I. Introduction Latin America has been commonly located in our urban vocabularies with its primate cities whose populations outnumber tens of millions. One of those cities is Sao Paulo, Brazil which is sharing the second rank with another Latin American city, Mexico City in the world population list of UN (Rodriguez and Rosenbaum, 2005). The aim of this paper is to examine the urban transformation and transition of Sao Paulo by referring to globalization. In fact, globalization will be held in the paper in articulation with economic, political and social processes which have affected the current situation.

Hence I divide my paper into three parts, in the first part of my essay, I am going to talk about economic effects of globalization on the city, Sao Paulo. In the second part, political effects will be discussed while third part is occupied by social reflections of globalization. By and large, two of the latter can not be separated from the former one. II. Globalization versus Sao Paulo; winners and losersSao Paulo central municipality has a population of 10 million when 38 metropolitan regions are included, population of the city is increased to 18. 3 million (Rodriguez and Rosenbaum, 2005). By 1990s onwards, globalization is increased its speed all over the world with its undeniable penetration power.

This is a period that we have been witnessing is a period of space flow and timeless time as Castells argues (1998), compression of time and space by the help of constantly developing technologies. New technologies brought about incredible developments capitalist system indeed. Being colonized for centuries, Brazilian city Sao Paulo would be expected to be accustomed to penetration of external economic intervention. However, globalization is such a period with its pros and cons that there is no certainty about the results and outcomes. Following parts of the essay will try to depict the topology of Sao Paulo, a leading example of a developing country metropolitan through economic, political and social dimensions. Economic Dimensions Penetration would be the quite right term in order to define the action of capital and markets into the developing countries.

Urban space and urban profile of dwellers are shaped mainly through economic construction. What Sao Paulo had and has been experiencing by economic globalization can be listed as the followings, the integration of financial systems, the internationalization of production and consumption, and the spread of global communication networks, the free flow of capital, the growth of multinational corporations, international labor migration flows, increasing share of imports and exports, the growth of foreign investment. Henceforth, Sao Paulo becomes a major Latin American business center that has leading headquarters of MNCs consisting of networks of financial, accounting, management consulting, design, advertising and many other (McCann, 2004). After listing the economic “ inputs” of globalization, it is turn of the outcomes of those listed factors. All economic activisms depict an attractive Sao Paulo for many rural people. Therefore, migration depending on the economic reasons turned into a very important unit of analysis for multidimensional situations.

- [TASKS FOR THIS EXERCISE]:
A: Update the Sao Paulo essay between "This is a period" and "the developing countries.", inclusive, putting "metropolis" in place of "metropolitan".
B: Continue the essay on globalization in Sao Paulo, starting right after its last sentence.

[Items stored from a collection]

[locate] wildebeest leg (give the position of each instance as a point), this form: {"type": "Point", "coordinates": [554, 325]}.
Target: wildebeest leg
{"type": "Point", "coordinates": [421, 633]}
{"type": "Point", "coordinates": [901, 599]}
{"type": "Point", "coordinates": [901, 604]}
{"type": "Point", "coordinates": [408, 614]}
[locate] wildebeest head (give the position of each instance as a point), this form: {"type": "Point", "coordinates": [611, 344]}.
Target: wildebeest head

---

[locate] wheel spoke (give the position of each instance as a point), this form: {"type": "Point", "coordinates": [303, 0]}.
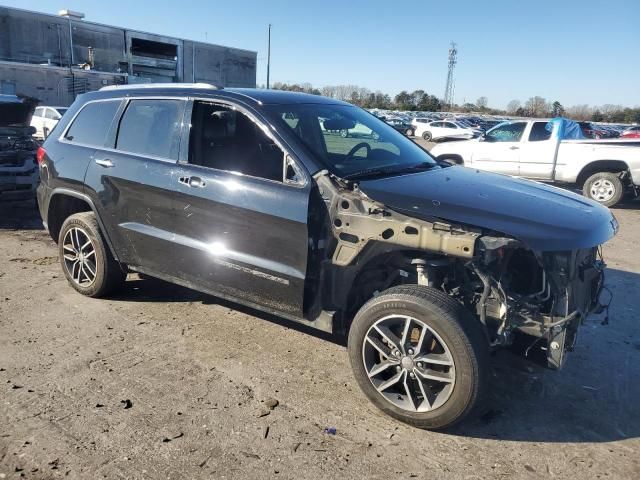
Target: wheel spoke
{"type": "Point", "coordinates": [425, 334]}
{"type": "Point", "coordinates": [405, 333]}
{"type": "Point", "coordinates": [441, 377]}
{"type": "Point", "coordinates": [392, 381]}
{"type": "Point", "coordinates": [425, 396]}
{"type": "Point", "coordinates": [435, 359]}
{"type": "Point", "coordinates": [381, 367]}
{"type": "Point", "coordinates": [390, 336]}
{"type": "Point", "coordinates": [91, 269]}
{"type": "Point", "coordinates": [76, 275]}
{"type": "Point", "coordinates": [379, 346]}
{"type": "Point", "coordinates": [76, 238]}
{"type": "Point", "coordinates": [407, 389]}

- [FINAL ANSWERS]:
A:
This is a period that we have been witnessing is a period of space flow and timeless time as Castells argues (1998), compression of time and space by the help of constantly developing technologies. New technologies brought about incredible developments capitalist system indeed. Being colonized for centuries, Brazilian city Sao Paulo would be expected to be accustomed to penetration of external economic intervention. However, globalization is such a period with its pros and cons that there is no certainty about the results and outcomes. Following parts of the essay will try to depict the topology of Sao Paulo, a leading example of a developing country metropolis through economic, political and social dimensions. Economic Dimensions Penetration would be the quite right term in order to define the action of capital and markets into the developing countries.

B:
For example, the overall shift in growth strategies toward export-oriented development created growth poles that emerged as alternatives to the primate cities for migrants. This shift was substantially promoted by the expansion of world markets for commodities and foreign direct investment of multinational corporations (Angotti, 1996). Foreign direct investment, via both privatization and other channels, has been associated with the deregulation of financial markets and key economic institutions(Angotti, 1996). Such it reinforces a situation in which there is a polarization between the relatively few jobs that pay substantial incomes and the large majority of jobs that pay, at best, a subsistence wage. These approaches to economic development have resulted in increased levels of unemployment, informalization of local labor markets, destructed income structures, and rapidly increasing class polarization (Saskia-Sassen, 1998). That is to say, as Angotti also claims (1996) Sao Paulo has a strong tendency towards polarization assume distinct forms in the spatial organization of the urban economy, the structures of social reproduction, and the organization of labor. Moreover, these trends towards varies forms of polarization create the conditions for employment-centered urban poverty and marginality, and for new class formations.

Political Dimension The new geographies of centrality are introduced by globalization. Local governances, initiatives are encouraged to stand up. It is the time of active citizenship in the name of civil society. In more concrete words, civil society is solidly organized through an increasing all justly demanding to share with government (state) and entrepreneurs/corporations (the market) both social action and decision-making(Hewitt, 1998). Furthermore, Sao Paulo is a quite active participant of that kind of civil society initiatives. In order to illustrate, the sister municipality partnership of Sao Paulo and Toronto would be given (Hewitt, 1998). Leaving aside the previews example as an optimistic initiative, it is discussing quite commonly about thesss modified urban “ rules of the game” has given free hand to enterprises to focus their businesses in the new type of demand of the elites, whose security concerns now prevail over the previous requirements of centrality and accessibility (Marques and Miranda, 2003). Social Dimension In fact, in that part of my essay I would like to discuss the polarization within Sao Paulo.

Sao Paulo is a city of contrasts. There is a huge gap between the lives of rich people and those of poor one. That is to say, all those high influential progress create also s grounds, structures which shape opportunities and constraints for different groups of people. The skies over Sao Paulo, advertising agencies, throughout the city, residents are assaulted by a barrage of neon signs, massive television screens, and garish billboards fashion and design firms, a huge football industry are the most leading economies of the city. For example, in the Brazilian case, Sao Paulo has gained immense strength as a business and financial center over Rio de Janeiro -once the political capital and the most important city in the country (S? lva, 2000). Therefore, it is not wrong to identified Sao Paulo as a “ global city”. As Sassen argues (1998) cities implement varies of strategies in order to become an attractive city. Attractive is a right adjective to demand in the global world for maintaining the flow of capital, people, information and market.

Let me illustrate the current situation in Sao Paulo with concrete examples, SaoPaulo is the sole city which has a Formula 1 ground all over the Latin America(Murray, 2004). Fashion is a leading sector like football which is bringing incredible amounts of money to the city. In accordance to this, there are newly emerged riches that are enjoying the wealth of city and those who can not place her or himself in that flexible economy living in the miserable conditions. Hence, Sao Paulo is a city of huge polarizations with a sky full of private helicopters on the one hand and on the other there are undeniable majority of favelas. Spatial segregations like gated communities, favelas regions are snot randomly faced realities of Sao Paulo. Calderia states that those pathologic emergences of gated communities are the outcomes of going on inequalities and disproportionate share of employment, social services such housing, education, health (1996).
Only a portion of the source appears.